■ Job A
Repeat the passage on agency law word for word, from start to finish.
# Extract start
Independent Contractor: An independent contractor is engaged under contract for the services they offer. In case of wrong committed by independent contractor, they themselves are liable for the same. The employer can only direct the independent contractor about the work which needs to be done but he cannot instruct or control them in the manner of doing work.

Creation of Agency:

  1. Agency by express agreement: This means appointment in writing or by verbal communication. Usual form is of a written agreement: Power of attorney-General power of attorney or Special PA.

  2. Agency by implied agreement: It arises due to the conduct of the parties or in the course of dealing between the parties or the situation of a particular case. It includes:

  • Agency by estoppels

  • Agency by holding out

  • Agency by necessity

Termination of Agency:

The end of the relationship between a principal and his agent comes under:

A. Termination of agency by act of the parties:

  1. Agreement is between the principal and agent.

  2. Revocation by the principal may be express or implied on the basis of condition given below:

  • In case of continuous agency.

  • Where an agency has been created for a fixed period of time.

  3. Revocation of agency by the agent.

B. Termination of agency by operation of Law:

  1. Completion of business agency.
# Extract end
# Information supplied start
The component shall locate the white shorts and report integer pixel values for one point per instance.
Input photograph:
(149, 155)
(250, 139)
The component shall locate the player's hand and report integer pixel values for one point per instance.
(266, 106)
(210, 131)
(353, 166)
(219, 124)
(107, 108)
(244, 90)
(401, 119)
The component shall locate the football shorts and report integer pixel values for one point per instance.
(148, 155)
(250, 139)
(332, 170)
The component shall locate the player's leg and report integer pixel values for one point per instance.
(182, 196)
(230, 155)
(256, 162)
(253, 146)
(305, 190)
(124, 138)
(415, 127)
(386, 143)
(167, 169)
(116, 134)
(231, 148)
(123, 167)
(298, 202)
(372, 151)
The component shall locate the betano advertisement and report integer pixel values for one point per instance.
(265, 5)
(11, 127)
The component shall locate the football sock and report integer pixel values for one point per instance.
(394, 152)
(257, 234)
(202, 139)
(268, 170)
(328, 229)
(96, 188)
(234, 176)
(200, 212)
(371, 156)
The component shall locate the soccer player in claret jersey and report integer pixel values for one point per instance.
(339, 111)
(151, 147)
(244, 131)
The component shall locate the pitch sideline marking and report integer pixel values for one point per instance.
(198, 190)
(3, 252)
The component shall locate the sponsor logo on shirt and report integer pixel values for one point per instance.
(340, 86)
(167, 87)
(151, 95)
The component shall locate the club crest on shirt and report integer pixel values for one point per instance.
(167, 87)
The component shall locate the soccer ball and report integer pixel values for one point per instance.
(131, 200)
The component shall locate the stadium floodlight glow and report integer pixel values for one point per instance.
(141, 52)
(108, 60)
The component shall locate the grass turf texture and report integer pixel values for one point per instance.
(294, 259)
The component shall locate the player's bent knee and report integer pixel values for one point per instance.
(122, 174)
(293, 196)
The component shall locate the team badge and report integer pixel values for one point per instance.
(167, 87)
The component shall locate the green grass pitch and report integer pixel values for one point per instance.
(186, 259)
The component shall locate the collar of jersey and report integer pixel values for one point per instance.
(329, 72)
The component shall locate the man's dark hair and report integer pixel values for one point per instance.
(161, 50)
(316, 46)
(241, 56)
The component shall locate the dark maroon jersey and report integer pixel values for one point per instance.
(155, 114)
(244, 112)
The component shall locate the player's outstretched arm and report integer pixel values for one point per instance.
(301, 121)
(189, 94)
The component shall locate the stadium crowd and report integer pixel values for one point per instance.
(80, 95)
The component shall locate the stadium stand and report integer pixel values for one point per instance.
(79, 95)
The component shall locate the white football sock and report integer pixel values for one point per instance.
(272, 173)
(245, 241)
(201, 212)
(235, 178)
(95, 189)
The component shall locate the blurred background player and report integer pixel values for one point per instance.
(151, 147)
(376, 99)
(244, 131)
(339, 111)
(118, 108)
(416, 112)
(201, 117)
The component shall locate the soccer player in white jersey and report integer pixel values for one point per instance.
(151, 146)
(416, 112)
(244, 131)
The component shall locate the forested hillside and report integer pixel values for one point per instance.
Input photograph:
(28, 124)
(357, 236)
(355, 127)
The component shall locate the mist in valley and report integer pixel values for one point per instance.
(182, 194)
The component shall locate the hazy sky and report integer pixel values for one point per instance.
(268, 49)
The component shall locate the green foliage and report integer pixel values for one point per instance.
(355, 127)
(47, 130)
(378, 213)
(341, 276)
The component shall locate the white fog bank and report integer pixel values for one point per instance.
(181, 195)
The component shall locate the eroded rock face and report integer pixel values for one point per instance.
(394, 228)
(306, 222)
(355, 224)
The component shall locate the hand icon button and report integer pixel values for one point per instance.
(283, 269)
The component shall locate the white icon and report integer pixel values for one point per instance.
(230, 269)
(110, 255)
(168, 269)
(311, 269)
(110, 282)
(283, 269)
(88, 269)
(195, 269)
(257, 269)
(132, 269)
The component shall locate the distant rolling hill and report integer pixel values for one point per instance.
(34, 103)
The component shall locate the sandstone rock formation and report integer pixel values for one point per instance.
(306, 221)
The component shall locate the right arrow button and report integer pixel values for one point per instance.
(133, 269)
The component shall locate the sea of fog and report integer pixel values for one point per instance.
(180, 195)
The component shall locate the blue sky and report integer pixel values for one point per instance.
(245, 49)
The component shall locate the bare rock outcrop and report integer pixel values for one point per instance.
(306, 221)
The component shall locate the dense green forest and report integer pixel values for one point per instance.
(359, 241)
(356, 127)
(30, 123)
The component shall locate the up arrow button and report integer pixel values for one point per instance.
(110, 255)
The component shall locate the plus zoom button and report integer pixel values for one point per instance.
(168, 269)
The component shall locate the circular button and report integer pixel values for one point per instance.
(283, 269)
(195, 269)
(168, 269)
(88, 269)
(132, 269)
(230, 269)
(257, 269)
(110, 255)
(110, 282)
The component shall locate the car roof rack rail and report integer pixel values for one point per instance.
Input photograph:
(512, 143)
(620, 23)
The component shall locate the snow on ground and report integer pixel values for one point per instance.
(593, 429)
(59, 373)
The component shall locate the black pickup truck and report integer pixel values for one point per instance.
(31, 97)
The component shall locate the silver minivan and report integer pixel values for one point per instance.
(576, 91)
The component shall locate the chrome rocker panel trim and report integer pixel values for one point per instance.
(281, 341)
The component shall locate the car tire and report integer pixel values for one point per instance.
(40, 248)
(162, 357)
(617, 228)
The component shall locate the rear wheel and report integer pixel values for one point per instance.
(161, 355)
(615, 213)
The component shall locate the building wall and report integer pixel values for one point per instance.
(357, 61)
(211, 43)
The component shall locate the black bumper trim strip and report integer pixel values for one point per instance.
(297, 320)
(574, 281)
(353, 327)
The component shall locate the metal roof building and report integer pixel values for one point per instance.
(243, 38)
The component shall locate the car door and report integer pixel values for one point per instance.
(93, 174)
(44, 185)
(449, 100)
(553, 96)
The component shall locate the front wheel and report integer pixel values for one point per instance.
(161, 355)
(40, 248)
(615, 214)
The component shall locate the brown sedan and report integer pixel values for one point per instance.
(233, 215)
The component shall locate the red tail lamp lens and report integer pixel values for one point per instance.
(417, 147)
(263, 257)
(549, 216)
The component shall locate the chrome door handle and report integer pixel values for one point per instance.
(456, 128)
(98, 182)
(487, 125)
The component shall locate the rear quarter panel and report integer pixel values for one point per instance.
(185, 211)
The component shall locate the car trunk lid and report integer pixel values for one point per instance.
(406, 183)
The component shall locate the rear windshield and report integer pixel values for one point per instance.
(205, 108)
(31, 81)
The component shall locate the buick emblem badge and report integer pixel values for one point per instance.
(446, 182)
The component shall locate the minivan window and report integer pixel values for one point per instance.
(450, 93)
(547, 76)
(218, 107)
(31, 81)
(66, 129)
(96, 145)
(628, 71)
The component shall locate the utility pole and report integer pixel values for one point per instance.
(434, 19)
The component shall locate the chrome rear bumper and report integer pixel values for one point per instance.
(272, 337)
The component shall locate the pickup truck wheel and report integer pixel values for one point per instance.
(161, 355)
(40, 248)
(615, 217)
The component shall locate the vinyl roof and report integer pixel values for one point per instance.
# Information supplied end
■ Job B
Pick out every line in the entries that holds the string "football" and copy those lines. Case counts.

■ Worked answer A
Independent Contractor: An independent contractor is engaged under contract for the services they offer. In case of wrong committed by independent contractor, they themselves are liable for the same. The employer can only direct the independent contractor about the work which needs to be done but he cannot instruct or control them in the manner of doing work.

Creation of Agency:

  1. Agency by express agreement: This means appointment in writing or by verbal communication. Usual form is of a written agreement: Power of attorney-General power of attorney or Special PA.

  2. Agency by implied agreement: It arises due to the conduct of the parties or in the course of dealing between the parties or the situation of a particular case. It includes:

  • Agency by estoppels

  • Agency by holding out

  • Agency by necessity

Termination of Agency:

The end of the relationship between a principal and his agent comes under:

A. Termination of agency by act of the parties:

  1. Agreement is between the principal and agent.

  2. Revocation by the principal may be express or implied on the basis of condition given below:

  • In case of continuous agency.

  • Where an agency has been created for a fixed period of time.

  3. Revocation of agency by the agent.

B. Termination of agency by operation of Law:

  1. Completion of business agency.

■ Worked answer B
The component shall locate the football shorts and report integer pixel values for one point per instance.
The component shall locate the football sock and report integer pixel values for one point per instance.
The component shall locate the white football sock and report integer pixel values for one point per instance.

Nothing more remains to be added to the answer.